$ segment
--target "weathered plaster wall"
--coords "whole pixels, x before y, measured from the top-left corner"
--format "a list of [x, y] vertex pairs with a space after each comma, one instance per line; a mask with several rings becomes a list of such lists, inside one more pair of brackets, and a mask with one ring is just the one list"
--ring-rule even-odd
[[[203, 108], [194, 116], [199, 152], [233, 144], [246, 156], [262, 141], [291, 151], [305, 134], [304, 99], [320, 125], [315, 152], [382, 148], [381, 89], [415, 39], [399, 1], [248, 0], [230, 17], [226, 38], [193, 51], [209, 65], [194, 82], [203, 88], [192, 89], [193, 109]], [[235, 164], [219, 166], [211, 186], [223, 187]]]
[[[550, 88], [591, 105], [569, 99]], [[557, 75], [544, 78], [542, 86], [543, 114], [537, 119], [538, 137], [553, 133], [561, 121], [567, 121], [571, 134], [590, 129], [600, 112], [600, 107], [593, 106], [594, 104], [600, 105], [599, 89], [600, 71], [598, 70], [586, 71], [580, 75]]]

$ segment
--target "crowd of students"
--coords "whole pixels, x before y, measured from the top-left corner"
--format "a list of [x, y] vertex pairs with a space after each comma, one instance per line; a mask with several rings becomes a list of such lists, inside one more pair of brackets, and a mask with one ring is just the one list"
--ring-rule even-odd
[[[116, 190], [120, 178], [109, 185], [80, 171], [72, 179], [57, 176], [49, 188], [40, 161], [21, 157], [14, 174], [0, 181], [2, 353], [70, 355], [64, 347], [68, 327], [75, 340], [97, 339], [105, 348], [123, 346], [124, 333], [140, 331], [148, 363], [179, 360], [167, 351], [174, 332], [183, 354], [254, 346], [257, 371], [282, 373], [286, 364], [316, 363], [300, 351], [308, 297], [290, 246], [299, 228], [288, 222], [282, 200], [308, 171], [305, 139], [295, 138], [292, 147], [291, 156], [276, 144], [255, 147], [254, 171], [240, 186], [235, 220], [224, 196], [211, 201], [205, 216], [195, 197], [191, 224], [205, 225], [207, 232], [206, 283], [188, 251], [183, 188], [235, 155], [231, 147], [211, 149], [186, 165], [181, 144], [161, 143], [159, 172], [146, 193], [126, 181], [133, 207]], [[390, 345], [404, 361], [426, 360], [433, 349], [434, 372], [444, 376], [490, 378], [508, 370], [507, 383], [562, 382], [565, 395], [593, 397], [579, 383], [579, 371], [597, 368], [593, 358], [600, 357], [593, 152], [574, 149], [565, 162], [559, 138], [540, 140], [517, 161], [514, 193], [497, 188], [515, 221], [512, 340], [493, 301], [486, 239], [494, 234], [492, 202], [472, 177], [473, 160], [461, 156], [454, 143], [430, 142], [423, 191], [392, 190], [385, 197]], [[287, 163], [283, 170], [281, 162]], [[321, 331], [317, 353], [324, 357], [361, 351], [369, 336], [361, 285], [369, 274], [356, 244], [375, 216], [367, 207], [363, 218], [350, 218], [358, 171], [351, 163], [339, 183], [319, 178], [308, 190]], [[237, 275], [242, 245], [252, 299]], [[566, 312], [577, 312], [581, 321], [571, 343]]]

------------------------------

TASK PROMPT - Output the stretch of the listing from its start through the line containing "71], [580, 75]]]" as a numbered list, with blank lines omitted.

EXERCISE RESULT -
1. $ segment
2. --target "weathered plaster wall"
3. --coords "whole pixels, x before y, measured from the top-left corner"
4. --format "a list of [x, y] vertex pairs with a space after each comma, one instance per line; a mask with several rings becomes a list of such lists, inside one more pair of brackets, and a mask with one ring is just the one list"
5. --ring-rule even-odd
6. [[[203, 108], [194, 116], [199, 152], [233, 144], [246, 156], [262, 141], [291, 151], [305, 134], [304, 99], [320, 125], [315, 152], [382, 148], [381, 89], [415, 39], [399, 1], [248, 0], [230, 17], [226, 38], [193, 51], [209, 65], [194, 82], [203, 88], [192, 89], [193, 109]], [[235, 164], [219, 166], [211, 186], [223, 187]]]
7. [[[550, 88], [591, 105], [569, 99]], [[557, 75], [544, 78], [542, 86], [543, 114], [537, 119], [538, 137], [553, 133], [561, 121], [567, 121], [571, 134], [590, 129], [600, 112], [600, 107], [593, 106], [594, 104], [600, 105], [599, 89], [600, 71], [598, 70], [586, 71], [580, 75]]]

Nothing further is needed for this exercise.